» **JOB**: Reproduce the following material line for line, with no changes.

» **INPUT RECORDS**:
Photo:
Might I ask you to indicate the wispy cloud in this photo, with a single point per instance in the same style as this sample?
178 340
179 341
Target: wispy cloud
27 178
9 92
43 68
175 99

» **ANSWER TO THIS TASK**:
Photo:
Might I ask you to indicate the wispy cloud in this photo, with a single point per instance in the same style as this sample?
178 340
179 341
Target: wispy cloud
27 178
9 92
43 68
175 99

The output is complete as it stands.